◆ What to produce
Copy the rows below with every "Annotation guideline" renamed to "Labeling rule" and nothing else altered.

◆ Excerpted data
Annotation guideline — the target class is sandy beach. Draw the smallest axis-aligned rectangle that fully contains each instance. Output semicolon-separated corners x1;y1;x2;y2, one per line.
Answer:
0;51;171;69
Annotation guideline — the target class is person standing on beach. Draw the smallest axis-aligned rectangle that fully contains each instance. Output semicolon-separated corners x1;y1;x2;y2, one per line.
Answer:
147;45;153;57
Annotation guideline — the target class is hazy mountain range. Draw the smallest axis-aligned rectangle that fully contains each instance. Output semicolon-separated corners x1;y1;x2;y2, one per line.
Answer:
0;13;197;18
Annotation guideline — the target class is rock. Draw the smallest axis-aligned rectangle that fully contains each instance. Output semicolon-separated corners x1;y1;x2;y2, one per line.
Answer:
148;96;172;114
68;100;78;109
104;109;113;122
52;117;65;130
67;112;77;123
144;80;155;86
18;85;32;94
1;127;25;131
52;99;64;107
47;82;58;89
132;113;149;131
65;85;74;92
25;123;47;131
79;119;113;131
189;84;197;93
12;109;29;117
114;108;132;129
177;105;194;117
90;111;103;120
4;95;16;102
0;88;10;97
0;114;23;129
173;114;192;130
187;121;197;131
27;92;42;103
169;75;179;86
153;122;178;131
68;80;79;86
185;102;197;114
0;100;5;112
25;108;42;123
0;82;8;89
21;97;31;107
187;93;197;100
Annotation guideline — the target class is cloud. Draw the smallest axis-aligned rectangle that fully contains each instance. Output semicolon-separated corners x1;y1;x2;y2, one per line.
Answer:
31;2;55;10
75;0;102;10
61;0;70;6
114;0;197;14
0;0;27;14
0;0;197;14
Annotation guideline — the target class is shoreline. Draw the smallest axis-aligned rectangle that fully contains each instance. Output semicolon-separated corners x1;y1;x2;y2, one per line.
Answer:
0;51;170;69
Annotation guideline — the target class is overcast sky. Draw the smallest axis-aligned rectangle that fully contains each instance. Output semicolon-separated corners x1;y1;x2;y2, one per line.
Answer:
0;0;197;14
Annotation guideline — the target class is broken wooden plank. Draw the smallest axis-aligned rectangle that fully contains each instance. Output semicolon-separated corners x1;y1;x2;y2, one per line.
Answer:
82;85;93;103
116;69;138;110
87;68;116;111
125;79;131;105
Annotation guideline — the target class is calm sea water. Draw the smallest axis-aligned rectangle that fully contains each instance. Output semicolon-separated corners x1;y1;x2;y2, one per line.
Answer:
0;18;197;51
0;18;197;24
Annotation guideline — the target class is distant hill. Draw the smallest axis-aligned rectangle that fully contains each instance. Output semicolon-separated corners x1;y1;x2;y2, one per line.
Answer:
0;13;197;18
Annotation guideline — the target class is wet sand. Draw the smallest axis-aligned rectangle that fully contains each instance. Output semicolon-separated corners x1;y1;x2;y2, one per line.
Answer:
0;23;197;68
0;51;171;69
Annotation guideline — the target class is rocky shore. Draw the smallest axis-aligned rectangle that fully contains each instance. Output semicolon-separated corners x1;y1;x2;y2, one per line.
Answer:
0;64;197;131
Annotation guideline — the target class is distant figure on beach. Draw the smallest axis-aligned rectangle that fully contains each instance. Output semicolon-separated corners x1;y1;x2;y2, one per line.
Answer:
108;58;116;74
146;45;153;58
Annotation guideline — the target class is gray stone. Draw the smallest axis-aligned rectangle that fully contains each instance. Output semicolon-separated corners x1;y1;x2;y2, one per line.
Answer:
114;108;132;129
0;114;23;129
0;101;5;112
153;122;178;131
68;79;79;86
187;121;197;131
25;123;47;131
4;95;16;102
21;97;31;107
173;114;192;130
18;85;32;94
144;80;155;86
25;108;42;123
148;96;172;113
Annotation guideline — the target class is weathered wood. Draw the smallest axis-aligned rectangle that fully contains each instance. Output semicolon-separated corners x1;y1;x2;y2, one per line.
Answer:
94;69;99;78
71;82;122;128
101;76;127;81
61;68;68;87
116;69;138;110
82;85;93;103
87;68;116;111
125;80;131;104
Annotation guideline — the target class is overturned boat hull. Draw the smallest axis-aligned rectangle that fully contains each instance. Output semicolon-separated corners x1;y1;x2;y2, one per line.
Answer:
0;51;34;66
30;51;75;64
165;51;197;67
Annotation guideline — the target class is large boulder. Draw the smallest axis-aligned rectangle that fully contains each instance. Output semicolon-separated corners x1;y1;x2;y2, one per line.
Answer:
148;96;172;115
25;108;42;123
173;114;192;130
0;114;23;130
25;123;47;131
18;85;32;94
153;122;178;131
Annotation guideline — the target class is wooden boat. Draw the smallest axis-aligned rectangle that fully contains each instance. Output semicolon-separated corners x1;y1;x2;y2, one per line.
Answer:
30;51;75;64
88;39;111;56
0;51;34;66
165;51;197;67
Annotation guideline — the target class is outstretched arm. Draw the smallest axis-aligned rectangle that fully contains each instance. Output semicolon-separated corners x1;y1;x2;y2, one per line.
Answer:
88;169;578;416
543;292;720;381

◆ Result of the exercise
Labeling rule — the target class is sandy beach. Draw the smallest axis-aligned rectangle that fully contains each instance. Output semicolon-separated corners x1;y1;x2;y2, one per line.
Answer:
0;51;171;69
Labeling rule — the target class is person standing on beach. Draw the smallest axis-aligned rectangle that fully contains each instance. Output semicolon-separated corners x1;y1;x2;y2, one per line.
Answer:
147;45;153;57
Labeling rule — the target class is hazy mountain range. Draw the smallest axis-aligned rectangle that fully contains each instance. Output semicolon-separated corners x1;y1;x2;y2, one per line.
Answer:
0;13;197;18
Labeling rule — the target class is rock. Draw the smallest axis-aligned rectangle that fully contains each instance. Output semicolon-separated corners x1;y1;x2;y2, one per line.
Answer:
148;96;172;114
68;100;78;109
104;109;113;122
52;117;65;130
67;112;77;123
144;80;155;86
18;85;32;94
1;127;25;131
52;99;64;107
47;82;58;89
132;113;149;131
65;85;74;92
25;123;47;131
79;119;113;131
189;84;197;93
12;109;29;117
114;108;132;129
177;105;194;117
90;111;103;120
4;95;16;102
0;88;10;97
0;114;23;129
173;114;192;130
187;121;197;131
27;92;42;103
169;75;179;86
153;122;178;131
68;80;79;86
185;102;197;114
0;100;5;112
25;108;42;123
0;82;8;89
21;97;31;107
187;93;197;100
Labeling rule — the target class is cloud. Draw the smallest axis-aligned rectangle that fully contains each instance. Output semicolon-separated corners x1;y1;x2;y2, one per line.
Answer:
31;2;55;10
75;0;102;10
61;0;70;6
114;0;197;14
0;0;27;14
0;0;197;14
Labeling rule — the target class is shoreline. Draw the smallest axis-aligned rectangle that fully contains each instance. Output semicolon-separated corners x1;y1;x2;y2, one per line.
Answer:
0;51;170;69
Labeling rule — the target class is overcast sky. Draw the smallest axis-aligned rectangle that fully contains each instance. Output semicolon-separated corners x1;y1;x2;y2, one per line.
Answer:
0;0;197;14
Labeling rule — the target class is broken wooden plank. Draw the smallest axis-aligned rectangle that fully contains each instance. Output semicolon-separated corners x1;y1;x2;y2, one per line.
Answer:
82;85;93;103
116;69;138;110
87;68;116;111
125;79;131;105
Labeling rule — the target class is calm sea water. Draw the smallest axis-aligned rectangle that fully contains each instance. Output semicolon-separated corners x1;y1;x2;y2, one per line.
Answer:
0;18;197;51
0;18;197;24
Labeling rule — the target class is distant hill. Draw the smallest axis-aligned rectangle that fully contains each instance. Output semicolon-separated corners x1;y1;x2;y2, one per line.
Answer:
0;13;197;18
Labeling rule — the target class is wet sand. Draw the smallest axis-aligned rectangle that fully contains each instance. Output semicolon-separated corners x1;y1;x2;y2, one per line.
Answer:
0;23;197;68
0;51;171;69
Labeling rule — the target class is rocky shore. Draw the smallest axis-aligned rectangle that fully contains each instance. Output semicolon-separated corners x1;y1;x2;y2, one per line.
Answer:
0;64;197;131
Labeling rule — the target class is distant figure on beach. Draw the smallest axis-aligned rectangle that fully contains each instance. Output semicolon-separated corners x1;y1;x2;y2, one per line.
Answer:
108;58;116;74
146;45;153;58
Labeling rule — the target class is gray stone. Draw the smallest axis-aligned rectangle that fully contains each instance. Output semicolon-separated corners x1;y1;x2;y2, one per line.
Answer:
114;108;132;129
0;114;23;129
0;101;5;112
153;122;178;131
68;79;79;86
187;121;197;131
25;123;47;131
4;95;16;102
21;97;31;107
173;114;192;130
18;85;32;94
144;80;155;86
25;108;42;123
148;96;172;113
Labeling rule — the target class is weathered wood. Draw the smallest axis-aligned rectangle that fully contains each instance. Output semicolon-separated corners x1;y1;x2;y2, one per line.
Answer:
94;69;99;78
71;82;122;128
101;76;127;81
61;68;68;87
116;69;138;110
82;85;93;103
87;68;116;111
125;80;131;104
Labeling rule — the target class is overturned boat hull. Draw the smallest axis-aligned rectangle that fully contains each instance. Output semicolon-separated corners x1;y1;x2;y2, one per line.
Answer:
0;51;34;66
30;51;75;64
165;51;197;67
Labeling rule — the target class is large boulder. Draw the smallest axis-aligned rectangle that fully contains each instance. Output semicolon-separated corners x1;y1;x2;y2, one per line.
Answer:
148;96;172;115
25;108;42;123
173;114;192;130
0;114;23;130
25;123;47;131
18;85;32;94
153;122;178;131
Labeling rule — the target class is wooden boat. Draw the smallest axis-aligned rectangle that fully contains each instance. Output semicolon-separated corners x1;y1;x2;y2, one per line.
Answer:
30;51;75;64
88;39;111;56
0;51;34;66
165;51;197;67
Labeling rule — the target class is outstretched arm. Draw the smallest axis-aligned rectangle that fully contains each instance. Output semicolon-separated corners x1;y1;x2;y2, one per line.
Answer:
88;169;578;416
543;292;720;381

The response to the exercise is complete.